What is it?
Genital Herpes is caused by the herpes simplex virus (HSV). There are two types of HSV Type 1 and Type 2. Both types can infect the genital area (which includes the anus) and mouth.
How do I get Genital Herpes?
Herpes is passed on both sexually and non-sexually during skin-to-skin contact such as direct contact with another person with a sore on their lip, penis or rectum. The herpes virus is most easily passed on when there are sores or blisters present, but can also be passed on when there are no visible symptoms. HSV will become inactive and occasionally you may have a re-occurrence/episode when you feel a bit run down. Such episodes may not be as severe as the first infection because your body has produced antibodies to help fight the infection.
What symptoms or signs might I notice?
You may not experience any symptoms. If you do, symptoms usually start with tingling, itching, burning or pain followed by the appearance of painful red spots which then form blisters. These blisters then form scabs. However, blisters do not always occur. You may also experience flu-like symptoms. If symptoms occur they generally show up between two to twelve days after you have been exposed to the virus, but it may take much longer.
How will I be tested for Genital Herpes?

▶ Extracted data
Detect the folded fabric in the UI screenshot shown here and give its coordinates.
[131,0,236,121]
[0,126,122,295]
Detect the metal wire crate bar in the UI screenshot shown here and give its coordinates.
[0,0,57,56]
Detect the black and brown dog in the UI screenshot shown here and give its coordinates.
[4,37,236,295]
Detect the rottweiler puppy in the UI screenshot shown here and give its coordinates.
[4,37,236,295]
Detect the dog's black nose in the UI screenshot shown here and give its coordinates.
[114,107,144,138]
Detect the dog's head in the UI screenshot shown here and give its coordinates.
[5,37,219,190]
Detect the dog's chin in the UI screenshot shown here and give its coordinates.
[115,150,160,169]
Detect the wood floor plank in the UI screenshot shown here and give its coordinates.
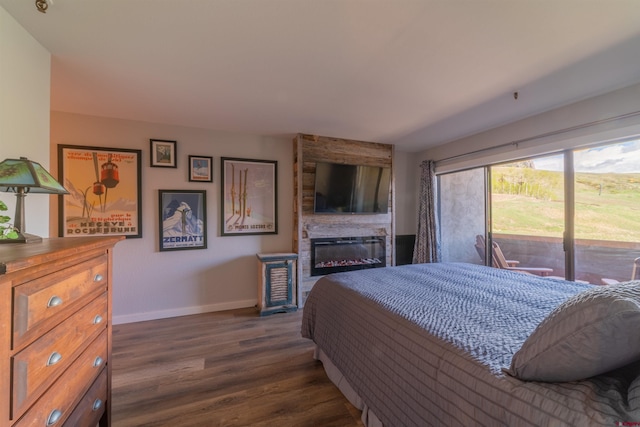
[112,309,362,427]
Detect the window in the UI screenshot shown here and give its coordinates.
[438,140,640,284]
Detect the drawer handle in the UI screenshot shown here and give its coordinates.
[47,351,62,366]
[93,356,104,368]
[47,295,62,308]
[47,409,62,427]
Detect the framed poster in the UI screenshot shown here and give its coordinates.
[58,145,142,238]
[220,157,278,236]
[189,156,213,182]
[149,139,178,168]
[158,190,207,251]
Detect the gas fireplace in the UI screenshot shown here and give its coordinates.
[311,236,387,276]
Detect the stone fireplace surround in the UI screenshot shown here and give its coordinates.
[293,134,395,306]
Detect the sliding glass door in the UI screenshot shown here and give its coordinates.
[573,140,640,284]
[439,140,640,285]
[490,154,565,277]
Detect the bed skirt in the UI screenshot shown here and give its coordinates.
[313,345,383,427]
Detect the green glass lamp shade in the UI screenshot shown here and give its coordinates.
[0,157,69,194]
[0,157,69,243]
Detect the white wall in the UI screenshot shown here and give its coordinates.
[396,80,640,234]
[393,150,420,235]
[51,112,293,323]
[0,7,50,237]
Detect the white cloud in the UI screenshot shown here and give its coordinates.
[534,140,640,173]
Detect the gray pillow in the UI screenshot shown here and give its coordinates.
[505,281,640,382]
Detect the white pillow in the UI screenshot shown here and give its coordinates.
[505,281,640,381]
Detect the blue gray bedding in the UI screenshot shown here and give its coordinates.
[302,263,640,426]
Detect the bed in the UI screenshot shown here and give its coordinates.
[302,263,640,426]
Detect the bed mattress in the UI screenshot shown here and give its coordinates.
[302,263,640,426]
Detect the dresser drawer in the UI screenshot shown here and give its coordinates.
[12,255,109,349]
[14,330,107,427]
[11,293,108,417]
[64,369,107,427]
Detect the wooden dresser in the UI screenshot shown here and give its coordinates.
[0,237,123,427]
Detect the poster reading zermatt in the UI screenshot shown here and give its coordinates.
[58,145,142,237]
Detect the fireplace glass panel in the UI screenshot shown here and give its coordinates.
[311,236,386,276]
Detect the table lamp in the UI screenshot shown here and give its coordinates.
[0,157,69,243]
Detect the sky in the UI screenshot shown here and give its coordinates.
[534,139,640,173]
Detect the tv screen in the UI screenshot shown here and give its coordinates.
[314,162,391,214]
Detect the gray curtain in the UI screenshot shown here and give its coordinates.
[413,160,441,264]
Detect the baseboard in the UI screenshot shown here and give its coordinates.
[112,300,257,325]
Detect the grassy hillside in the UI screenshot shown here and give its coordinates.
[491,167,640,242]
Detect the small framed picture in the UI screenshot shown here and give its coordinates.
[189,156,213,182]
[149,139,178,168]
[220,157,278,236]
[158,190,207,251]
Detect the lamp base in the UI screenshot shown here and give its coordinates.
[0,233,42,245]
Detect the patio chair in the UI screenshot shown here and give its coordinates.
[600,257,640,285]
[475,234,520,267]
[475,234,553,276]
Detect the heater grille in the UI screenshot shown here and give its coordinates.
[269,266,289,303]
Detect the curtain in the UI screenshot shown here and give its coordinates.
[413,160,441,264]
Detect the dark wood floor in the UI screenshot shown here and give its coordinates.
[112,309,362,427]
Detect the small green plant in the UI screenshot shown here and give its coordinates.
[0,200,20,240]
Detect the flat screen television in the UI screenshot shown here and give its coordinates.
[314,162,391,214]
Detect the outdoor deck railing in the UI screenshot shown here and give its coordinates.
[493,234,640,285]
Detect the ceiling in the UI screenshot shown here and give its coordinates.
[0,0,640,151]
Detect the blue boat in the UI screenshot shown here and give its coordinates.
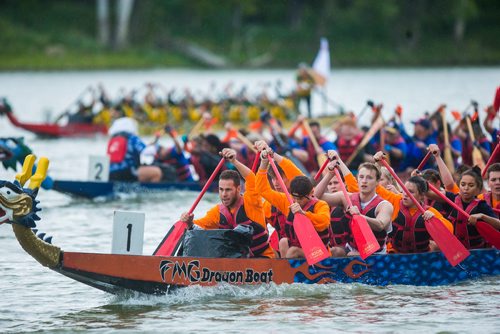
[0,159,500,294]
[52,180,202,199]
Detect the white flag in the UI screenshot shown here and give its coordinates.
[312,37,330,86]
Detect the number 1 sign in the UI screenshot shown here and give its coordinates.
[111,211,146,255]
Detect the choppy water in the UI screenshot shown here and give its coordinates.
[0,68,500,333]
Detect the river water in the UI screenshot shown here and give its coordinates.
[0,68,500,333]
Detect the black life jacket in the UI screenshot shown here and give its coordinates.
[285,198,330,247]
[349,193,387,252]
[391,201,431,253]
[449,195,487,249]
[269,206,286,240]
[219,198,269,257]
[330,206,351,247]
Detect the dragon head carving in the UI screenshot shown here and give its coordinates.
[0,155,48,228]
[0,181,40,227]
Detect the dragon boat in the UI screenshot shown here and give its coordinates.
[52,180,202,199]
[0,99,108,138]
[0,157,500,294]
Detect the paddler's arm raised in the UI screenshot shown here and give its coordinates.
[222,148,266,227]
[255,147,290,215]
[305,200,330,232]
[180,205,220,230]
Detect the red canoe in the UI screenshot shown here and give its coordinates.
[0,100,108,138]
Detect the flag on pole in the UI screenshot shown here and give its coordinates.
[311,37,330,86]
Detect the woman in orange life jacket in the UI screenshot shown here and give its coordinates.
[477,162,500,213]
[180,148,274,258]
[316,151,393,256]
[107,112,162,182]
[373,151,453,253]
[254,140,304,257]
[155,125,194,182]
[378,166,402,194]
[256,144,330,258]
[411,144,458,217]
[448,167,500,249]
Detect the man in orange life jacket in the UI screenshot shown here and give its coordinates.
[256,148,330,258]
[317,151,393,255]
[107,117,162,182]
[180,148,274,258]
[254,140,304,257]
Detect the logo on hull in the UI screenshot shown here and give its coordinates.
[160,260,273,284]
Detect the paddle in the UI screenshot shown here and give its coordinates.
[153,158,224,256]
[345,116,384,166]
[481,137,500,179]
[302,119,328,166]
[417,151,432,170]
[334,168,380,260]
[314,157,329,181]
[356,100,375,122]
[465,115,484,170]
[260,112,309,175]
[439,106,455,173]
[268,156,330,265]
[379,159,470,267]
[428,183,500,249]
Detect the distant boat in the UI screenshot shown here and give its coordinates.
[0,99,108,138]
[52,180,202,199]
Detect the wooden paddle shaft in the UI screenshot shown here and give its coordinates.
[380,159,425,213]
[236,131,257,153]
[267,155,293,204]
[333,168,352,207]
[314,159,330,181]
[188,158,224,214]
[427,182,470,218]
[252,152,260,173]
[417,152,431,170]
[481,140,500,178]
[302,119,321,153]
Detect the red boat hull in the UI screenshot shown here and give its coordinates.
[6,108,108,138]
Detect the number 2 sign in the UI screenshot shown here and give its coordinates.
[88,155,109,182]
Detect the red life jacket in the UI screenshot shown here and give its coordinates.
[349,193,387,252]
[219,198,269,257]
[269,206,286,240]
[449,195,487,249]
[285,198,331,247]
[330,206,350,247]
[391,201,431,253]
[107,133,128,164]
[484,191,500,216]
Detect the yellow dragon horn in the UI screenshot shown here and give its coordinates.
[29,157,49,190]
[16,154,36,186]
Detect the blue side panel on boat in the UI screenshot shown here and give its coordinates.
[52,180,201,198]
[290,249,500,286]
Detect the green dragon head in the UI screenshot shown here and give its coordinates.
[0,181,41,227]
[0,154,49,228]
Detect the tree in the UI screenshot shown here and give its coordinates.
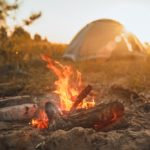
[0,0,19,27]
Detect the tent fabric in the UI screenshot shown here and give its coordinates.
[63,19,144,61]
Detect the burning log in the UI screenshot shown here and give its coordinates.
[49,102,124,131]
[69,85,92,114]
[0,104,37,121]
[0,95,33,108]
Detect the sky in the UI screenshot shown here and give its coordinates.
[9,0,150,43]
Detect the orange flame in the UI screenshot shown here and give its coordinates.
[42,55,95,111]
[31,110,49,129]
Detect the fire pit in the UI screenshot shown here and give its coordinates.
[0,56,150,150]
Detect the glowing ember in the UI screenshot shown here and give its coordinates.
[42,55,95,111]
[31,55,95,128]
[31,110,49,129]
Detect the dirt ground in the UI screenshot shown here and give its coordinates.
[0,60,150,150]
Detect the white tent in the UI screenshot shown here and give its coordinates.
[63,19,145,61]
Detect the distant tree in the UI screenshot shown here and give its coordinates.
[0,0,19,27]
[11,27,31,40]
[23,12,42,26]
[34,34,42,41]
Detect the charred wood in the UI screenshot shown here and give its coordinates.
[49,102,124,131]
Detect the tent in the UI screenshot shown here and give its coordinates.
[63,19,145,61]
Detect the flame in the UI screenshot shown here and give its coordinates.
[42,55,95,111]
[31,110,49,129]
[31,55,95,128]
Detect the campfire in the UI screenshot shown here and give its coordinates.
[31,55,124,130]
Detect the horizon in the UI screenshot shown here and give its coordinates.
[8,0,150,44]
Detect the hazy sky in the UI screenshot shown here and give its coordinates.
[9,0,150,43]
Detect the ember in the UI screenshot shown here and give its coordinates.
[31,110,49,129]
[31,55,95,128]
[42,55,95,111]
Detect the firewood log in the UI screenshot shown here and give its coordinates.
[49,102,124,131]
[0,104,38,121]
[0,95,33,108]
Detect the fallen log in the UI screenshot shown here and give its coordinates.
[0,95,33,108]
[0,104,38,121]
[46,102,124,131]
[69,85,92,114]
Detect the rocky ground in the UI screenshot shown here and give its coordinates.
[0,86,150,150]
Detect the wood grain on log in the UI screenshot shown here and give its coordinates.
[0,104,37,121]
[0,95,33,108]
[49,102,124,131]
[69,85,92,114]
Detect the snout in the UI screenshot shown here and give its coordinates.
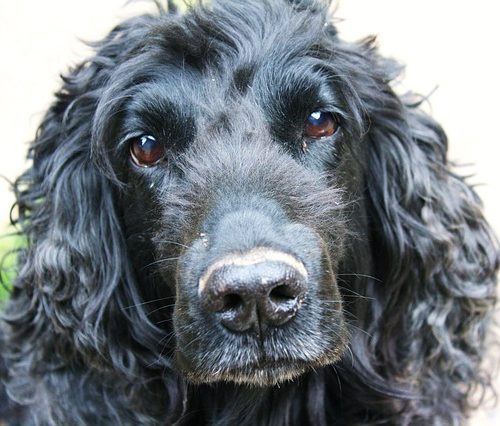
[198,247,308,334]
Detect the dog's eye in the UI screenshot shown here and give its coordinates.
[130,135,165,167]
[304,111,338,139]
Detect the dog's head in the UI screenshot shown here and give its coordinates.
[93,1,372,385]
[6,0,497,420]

▶ Required action
Transcribe the genital herpes text in full, keeping every word and line unchanged. The records are separate material and have no connection to the genital herpes text.

▶ Worked solution
What is it?
Genital Herpes is caused by the herpes simplex virus (HSV). There are two types of HSV Type 1 and Type 2. Both types can infect the genital area (which includes the anus) and mouth.
How do I get Genital Herpes?
Herpes is passed on both sexually and non-sexually during skin-to-skin contact such as direct contact with another person with a sore on their lip, penis or rectum. The herpes virus is most easily passed on when there are sores or blisters present, but can also be passed on when there are no visible symptoms. HSV will become inactive and occasionally you may have a re-occurrence/episode when you feel a bit run down. Such episodes may not be as severe as the first infection because your body has produced antibodies to help fight the infection.
What symptoms or signs might I notice?
You may not experience any symptoms. If you do, symptoms usually start with tingling, itching, burning or pain followed by the appearance of painful red spots which then form blisters. These blisters then form scabs. However, blisters do not always occur. You may also experience flu-like symptoms. If symptoms occur they generally show up between two to twelve days after you have been exposed to the virus, but it may take much longer.
How will I be tested for Genital Herpes?